The Feb issue of Engravers Journal says that if you are doing photos on marble you should be sure to get a laser with a Beam expanders/collimator.......anyone know if I have that?

Hi Steve, I found this online so it looks like you are covered!
http://www.epilogfiles.com/brochures/radiance.pdf

Well......I guess I can't use THAT excuse anymore.........

I am not so sure I agree with this assumption, Beam expanders / Collimator's are used to shape the beam and keep it more consistent over larger distances.

There are thousands of laser systems that are doing photographs without the expanders/collimator's. I don't see how this could effect the quality of a photo unless you are doing 24" x 36" photos and then all they would do is to keep the beam consistent across the entire field which would control any fading possibilities from one edge to another.

I would like to read this article if anyone can post a link to it I would appreciate it.

Expanders and collimators are useless unless your alignment is spot on across the table , and alignment is the reason that power varies across the table rather than beam divergence over the small distances involved.
I havent read the article , but have fitted collimators to 3 of my machines with NO improvement of power variance , but have had an improvement of beam quality to a small extent.
Using a short focal length lens is about 10x more effective in terms of spot size and power density then using a collimator and or expander for photos , the smaller the spot size , the more effective resolution you can get as you can increase the half tone "matrix" to represent more shades of grey.
This is wrong in concept - but to illustrate the point , if you have a 0.003" spot size , you can print 300 discrete dots per inch , if you have a 0.006 , you can only print 150 discrete dots.
Correspondingly , if you have a misaligned 0.003" spot size , with poor beam quality , it becomes ovaloid and this your 300 dots start overlapping in one direction or the other , effectively lowering the resolution.
Remember spacing between dots defines the illusion of shades of grey , black would be no spacing in terms of lets say a 3x3 matrix of dots , all the dots would be filled in , the lightest shade of grey would be 1 dot filled in in that same matrix, if you can get a smaller spot size , you can increase that matrix to lets say a 4x4 matrix in the same space you would fit a 3x3 matrix and thus reperesent more shades of grey.

Well, when I read the title of this thread a shiver went down my spine as the term "collimator" reminded me of the last "full checkup" at the doctor's office. However, after reading what Dr. Rodne, our resident Physics Professor, had to say, I can now say that I not only learned a little more, but also reinforced what I had already known and I am no longer afraid of the word Collimator.

I would agree with most of the points above. The use of a collimator is not going to improve the variation of real power over the engraving area but it can affect the spot size of your laser.

The collimator typically used to enlarge the diameter of the laser beam and at the same time reduce the beam divergence. The larger the laser beam is when it hits the lens, the smaller the spot the lens can focus down to. This small spot size gives engraving results that look like there is more power but its actually the same amount of power concentrated on a smaller spot creating higher power density.

The reduction in beam divergence is also important because the spot size can change slightly over the size of the table due to the beam diameter being larger as the head moves further away from the laser source.

━━━━━━━━━━━━━━━━

In the forum thread, what two changes does a collimator typically make to the laser beam?

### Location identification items
━━━━━━━━━━━━━━━━

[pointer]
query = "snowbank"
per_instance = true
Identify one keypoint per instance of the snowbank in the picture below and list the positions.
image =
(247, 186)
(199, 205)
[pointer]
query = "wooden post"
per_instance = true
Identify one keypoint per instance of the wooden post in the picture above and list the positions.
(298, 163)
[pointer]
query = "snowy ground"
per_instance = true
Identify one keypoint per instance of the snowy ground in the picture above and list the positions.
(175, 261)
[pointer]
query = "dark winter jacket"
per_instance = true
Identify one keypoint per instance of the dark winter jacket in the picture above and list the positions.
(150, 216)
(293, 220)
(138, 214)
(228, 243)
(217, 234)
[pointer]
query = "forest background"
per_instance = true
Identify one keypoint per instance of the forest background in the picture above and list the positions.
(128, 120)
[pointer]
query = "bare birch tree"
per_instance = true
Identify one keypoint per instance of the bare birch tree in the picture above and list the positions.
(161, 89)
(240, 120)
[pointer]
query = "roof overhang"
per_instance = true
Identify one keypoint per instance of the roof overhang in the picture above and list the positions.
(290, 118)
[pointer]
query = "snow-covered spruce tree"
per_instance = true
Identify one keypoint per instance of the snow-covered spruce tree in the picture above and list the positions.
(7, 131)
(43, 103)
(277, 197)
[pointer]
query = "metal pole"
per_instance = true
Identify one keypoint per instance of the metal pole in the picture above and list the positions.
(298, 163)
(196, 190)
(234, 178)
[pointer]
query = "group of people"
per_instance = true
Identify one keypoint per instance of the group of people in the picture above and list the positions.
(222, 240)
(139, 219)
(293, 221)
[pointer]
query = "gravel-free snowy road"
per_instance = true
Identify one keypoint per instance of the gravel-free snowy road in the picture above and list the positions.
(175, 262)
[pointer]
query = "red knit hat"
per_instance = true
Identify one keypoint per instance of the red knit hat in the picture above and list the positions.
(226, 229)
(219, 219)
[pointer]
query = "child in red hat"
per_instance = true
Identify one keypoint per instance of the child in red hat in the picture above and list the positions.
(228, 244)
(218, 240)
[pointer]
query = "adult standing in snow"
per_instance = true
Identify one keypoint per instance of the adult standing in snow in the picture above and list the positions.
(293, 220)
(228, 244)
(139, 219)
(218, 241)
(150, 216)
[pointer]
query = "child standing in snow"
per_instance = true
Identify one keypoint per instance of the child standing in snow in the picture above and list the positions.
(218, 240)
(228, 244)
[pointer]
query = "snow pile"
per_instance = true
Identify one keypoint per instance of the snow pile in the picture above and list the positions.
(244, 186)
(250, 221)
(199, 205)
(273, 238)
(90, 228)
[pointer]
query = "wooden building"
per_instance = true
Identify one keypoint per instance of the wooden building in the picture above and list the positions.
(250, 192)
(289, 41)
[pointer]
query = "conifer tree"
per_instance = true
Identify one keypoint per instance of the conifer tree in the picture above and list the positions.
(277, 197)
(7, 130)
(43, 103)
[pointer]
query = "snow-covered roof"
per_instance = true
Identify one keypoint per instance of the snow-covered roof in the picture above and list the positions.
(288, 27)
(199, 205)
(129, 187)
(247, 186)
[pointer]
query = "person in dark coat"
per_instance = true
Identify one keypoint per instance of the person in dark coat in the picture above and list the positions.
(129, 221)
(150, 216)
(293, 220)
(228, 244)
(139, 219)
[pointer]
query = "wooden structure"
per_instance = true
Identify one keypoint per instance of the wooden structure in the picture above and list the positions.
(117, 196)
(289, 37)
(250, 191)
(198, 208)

━━━━━━━━━━━━━━━━

### OUTPUT
It enlarges the diameter of the laser beam and reduces the beam divergence.